Pour chaque affirmation, dites si elle concorde avec l'extrait de page en répondant par oui ou par non, puis citez les mots de l'extrait qui tranchent : 1. Le roman Les Sources couvre une période allant de 1963 à 2021. 2. Marie-Hélène Lafon a obtenu le prix Renaudot 2020 pour Les Sources. 3. Dans le roman de Philippe Besson, le frère de Léa a 13 ans.

EXTRAIT DE PAGE:

- - -

« Les Sources » de Marie-Hélène Lafon
Avec Les Sources, Marie-Hélène Lafon signe une sublime et subtile chronique familiale, courant de 1963 à 2021. Un récit implanté dans le Cantal – théâtre de nombreux romans de l’écrivaine qui y est elle-même née – et raconté à trois voix qui se succèdent pour dessiner l’histoire d’une famille d’agriculteurs marquée par la violence du père. On y découvre une femme prisonnière, « saccagée » par les violences protéiformes de son mari. Un homme, ressassant sa rancœur contre son ex-épouse ce « boulet » qui « le rendait dingue, avec ses yeux de chien » mais aussi contre toutes ces femmes qui, depuis mai 68, « veulent prendre la place des hommes ».
Et enfin leur fille, devenue adulte, qui retourne aux « sources » de son histoire en arpentant une dernière fois la demeure familiale qu’elle s’apprête, avec ses frères et sœurs, à vendre. Ce court roman, qui se dévore bien trop vite, est porté par l’écriture ciselée, précise et magnifiquement simple de la romancière. Sa plume peint des tableaux de nature, d’humains, de vie, si sensibles et détaillés que les images se substituent parfois aux mots. La beauté de sa langue contraste avec la dureté de ce qu’elle raconte.
En résulte, un roman sombre et lumineux qui constitue une excellente porte d’entrée vers l’œuvre de cette grande romancière notamment récompensée par le prix Renaudot 2020 pour sa splendide Histoire du fils. À acheter et offrir sans modération !
*Les Sources de Marie-Hélène Lafon, Buchet Chastel, 117 pages, 16€50.
« Ceci n’est pas un fait divers » de Philippe Besson
« Il s’est passé quelque chose ». Au téléphone, le souffle de Léa est court, déformé. La respiration de quelqu’un qui suffoque, pense son frère. Il a 19 ans, étudie la danse à l’Opéra de Paris depuis cinq ans. Elle a 13 ans, va au collège, vit encore avec leurs parents. Alertée par une dispute et un bruit de vaisselle cassée, elle est sortie de sa chambre et s’est glissée dans les escaliers. Sous ses yeux, dans la cuisine familiale, son père a poignardé sa mère avant de s’enfuir. Dix-sept coups de couteau. « Papa vient de tuer maman », finit-elle par lâcher.
Avec Ceci n’est pas un fait divers, Philippe Besson – dont on avait déjà beaucoup aimé Le dernier enfant (2021), variation autour d’une mère déchirée par le départ de la maison de son dernier fils – s’empare du sujet des féminicides dans un roman vertigineux. Ce dernier s’attache à mettre en lumière le point de vue, dont on parle peu, des enfants dont la mère a été tuée par leur conjoint. Porté par la voix du jeune narrateur, le récit explore les difficiles voies de l’après pour ces victimes invisibles prises en tenaille entre la colère, la culpabilité, le chagrin ou l’incompréhension. Pour tenter de comprendre ce qu’il s’est passé, l’adolescent fouille le passé, découvrant, en même temps que le lecteur, les multiples signes avant-coureurs de la tragédie. Mais aussi la lâcheté d’un ami ou les manquements de la gendarmerie.

- - -

INFORMATIONS FOURNIES:
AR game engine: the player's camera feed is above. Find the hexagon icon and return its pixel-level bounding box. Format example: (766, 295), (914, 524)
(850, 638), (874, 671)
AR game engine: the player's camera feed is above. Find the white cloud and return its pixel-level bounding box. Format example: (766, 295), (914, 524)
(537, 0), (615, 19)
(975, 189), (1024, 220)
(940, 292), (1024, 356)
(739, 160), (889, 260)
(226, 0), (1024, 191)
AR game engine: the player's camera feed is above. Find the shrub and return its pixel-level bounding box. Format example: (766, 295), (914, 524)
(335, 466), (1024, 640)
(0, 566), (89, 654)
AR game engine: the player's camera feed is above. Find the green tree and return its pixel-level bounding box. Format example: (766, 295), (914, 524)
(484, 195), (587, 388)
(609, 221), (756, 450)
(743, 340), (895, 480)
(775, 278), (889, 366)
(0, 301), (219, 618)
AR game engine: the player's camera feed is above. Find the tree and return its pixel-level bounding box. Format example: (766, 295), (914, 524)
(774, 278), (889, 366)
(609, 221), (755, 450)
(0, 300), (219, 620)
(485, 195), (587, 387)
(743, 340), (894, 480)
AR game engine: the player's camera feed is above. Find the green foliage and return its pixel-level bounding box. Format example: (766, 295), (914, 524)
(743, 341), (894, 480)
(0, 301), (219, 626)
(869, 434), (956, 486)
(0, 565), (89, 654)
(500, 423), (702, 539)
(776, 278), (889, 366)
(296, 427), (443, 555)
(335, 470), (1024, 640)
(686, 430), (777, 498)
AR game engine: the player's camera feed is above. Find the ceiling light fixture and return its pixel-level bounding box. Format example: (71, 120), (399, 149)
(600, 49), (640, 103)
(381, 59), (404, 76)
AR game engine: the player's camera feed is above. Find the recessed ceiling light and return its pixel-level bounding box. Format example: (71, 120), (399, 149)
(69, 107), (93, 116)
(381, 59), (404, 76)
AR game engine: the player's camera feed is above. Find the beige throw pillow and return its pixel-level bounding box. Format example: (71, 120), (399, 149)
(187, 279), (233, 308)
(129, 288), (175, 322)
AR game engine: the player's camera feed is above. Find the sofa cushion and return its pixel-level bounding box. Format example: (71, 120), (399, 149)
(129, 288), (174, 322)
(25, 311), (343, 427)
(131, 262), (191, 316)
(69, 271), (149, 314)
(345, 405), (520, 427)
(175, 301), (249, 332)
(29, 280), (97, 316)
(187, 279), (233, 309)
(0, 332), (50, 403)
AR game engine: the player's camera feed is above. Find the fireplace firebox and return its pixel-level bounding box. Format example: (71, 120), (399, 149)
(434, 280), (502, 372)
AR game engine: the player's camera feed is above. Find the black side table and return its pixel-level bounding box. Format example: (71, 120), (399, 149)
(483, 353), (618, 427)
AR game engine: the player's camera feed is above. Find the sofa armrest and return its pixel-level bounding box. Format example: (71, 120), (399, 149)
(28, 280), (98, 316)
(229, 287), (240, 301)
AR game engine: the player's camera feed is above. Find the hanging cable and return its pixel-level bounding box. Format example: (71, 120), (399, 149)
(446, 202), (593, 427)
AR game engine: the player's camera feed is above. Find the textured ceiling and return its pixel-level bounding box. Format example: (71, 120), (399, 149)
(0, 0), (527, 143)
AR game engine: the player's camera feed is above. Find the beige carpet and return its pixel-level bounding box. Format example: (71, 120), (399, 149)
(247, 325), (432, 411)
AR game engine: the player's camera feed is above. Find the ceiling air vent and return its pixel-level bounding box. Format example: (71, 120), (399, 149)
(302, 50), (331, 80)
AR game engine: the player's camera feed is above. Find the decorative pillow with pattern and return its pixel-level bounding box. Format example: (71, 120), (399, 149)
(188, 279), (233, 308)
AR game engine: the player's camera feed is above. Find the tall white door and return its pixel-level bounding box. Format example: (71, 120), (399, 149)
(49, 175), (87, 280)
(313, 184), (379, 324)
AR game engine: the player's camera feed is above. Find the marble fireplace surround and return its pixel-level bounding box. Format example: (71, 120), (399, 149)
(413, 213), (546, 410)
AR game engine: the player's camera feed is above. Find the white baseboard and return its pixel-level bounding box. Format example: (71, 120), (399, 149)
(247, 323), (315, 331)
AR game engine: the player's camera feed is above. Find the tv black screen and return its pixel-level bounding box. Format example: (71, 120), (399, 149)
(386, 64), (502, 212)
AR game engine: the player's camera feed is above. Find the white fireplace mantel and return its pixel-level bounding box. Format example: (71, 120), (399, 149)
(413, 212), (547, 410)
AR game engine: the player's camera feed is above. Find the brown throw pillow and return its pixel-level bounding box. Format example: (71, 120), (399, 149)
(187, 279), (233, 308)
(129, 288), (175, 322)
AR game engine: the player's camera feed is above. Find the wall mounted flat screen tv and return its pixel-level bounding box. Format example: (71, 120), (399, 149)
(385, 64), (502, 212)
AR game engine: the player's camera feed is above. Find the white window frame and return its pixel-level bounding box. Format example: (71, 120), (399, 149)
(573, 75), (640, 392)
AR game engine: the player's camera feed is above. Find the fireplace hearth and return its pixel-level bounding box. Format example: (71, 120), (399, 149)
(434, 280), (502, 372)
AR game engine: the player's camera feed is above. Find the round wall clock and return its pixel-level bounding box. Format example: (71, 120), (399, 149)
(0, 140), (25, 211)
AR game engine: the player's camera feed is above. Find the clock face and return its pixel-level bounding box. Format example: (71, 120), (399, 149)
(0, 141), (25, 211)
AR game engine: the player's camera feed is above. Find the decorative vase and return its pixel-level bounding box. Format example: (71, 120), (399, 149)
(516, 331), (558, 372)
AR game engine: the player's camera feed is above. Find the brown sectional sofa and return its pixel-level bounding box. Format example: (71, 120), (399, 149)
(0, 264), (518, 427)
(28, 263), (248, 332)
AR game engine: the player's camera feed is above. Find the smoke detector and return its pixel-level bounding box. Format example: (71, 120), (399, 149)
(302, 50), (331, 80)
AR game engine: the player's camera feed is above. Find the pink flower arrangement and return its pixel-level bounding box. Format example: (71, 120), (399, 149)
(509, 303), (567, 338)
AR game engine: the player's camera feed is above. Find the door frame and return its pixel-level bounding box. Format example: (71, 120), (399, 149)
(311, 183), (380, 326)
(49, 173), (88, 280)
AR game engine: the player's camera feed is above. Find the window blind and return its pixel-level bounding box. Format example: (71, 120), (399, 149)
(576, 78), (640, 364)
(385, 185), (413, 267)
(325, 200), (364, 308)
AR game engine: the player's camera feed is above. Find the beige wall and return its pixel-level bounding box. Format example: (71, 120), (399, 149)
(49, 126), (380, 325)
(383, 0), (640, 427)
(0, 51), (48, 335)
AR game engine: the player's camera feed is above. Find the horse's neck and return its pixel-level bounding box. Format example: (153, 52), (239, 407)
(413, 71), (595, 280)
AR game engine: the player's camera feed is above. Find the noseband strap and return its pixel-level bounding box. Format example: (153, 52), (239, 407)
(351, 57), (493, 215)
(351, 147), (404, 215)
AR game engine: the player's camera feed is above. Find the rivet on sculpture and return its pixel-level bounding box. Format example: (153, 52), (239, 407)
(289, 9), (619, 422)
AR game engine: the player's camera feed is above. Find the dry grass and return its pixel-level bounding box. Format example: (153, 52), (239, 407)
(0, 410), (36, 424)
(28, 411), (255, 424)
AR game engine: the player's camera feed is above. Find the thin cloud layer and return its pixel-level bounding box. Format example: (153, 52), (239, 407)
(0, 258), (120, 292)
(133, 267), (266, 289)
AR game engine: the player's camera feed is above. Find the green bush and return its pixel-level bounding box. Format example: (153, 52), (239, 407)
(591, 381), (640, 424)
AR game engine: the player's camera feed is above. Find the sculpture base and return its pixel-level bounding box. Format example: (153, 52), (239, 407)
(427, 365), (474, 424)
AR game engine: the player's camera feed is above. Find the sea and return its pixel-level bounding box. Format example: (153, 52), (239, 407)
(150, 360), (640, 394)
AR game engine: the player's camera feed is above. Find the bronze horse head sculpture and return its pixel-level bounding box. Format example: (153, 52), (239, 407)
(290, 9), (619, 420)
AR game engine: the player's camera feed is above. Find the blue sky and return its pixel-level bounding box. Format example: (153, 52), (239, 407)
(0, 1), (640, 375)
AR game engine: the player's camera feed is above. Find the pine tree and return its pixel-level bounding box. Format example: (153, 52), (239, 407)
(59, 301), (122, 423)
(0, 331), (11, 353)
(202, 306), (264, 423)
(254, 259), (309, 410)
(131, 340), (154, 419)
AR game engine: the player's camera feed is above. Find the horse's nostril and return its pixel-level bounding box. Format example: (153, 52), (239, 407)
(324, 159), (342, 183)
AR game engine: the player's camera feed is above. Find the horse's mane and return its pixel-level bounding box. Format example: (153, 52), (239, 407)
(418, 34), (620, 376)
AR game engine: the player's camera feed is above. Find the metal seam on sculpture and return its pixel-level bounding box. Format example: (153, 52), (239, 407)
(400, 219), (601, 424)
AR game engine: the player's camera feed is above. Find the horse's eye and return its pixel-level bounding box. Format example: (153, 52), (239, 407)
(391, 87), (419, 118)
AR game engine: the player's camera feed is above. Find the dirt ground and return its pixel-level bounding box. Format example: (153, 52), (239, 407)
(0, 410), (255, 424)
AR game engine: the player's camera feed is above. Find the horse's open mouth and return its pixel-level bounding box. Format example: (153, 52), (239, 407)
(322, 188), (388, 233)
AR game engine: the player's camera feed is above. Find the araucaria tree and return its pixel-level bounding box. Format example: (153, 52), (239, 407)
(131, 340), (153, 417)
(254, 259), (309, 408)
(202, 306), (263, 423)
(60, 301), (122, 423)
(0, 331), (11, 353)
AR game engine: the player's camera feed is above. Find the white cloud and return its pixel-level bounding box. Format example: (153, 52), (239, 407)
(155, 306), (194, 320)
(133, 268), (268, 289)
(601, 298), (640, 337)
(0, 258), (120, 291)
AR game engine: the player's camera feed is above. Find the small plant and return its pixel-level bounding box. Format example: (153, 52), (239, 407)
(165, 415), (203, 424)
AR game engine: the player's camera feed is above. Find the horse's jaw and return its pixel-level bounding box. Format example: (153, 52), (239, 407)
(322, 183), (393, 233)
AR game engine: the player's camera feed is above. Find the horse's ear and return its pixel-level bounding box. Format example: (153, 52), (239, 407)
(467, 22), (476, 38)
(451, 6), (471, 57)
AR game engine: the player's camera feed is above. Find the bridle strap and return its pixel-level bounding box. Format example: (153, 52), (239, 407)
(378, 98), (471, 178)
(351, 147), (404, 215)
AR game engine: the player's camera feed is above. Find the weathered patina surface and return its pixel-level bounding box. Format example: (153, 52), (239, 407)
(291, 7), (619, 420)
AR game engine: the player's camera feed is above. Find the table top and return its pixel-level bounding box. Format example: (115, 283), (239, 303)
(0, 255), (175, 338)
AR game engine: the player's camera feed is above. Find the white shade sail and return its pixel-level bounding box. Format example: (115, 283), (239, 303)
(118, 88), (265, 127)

- - -

RÉPONSE À L'EXERCICE:
1. Oui : « courant de 1963 à 2021 ».
2. Non : « récompensée par le prix Renaudot 2020 pour sa splendide Histoire du fils ».
3. Non : « Il a 19 ans ».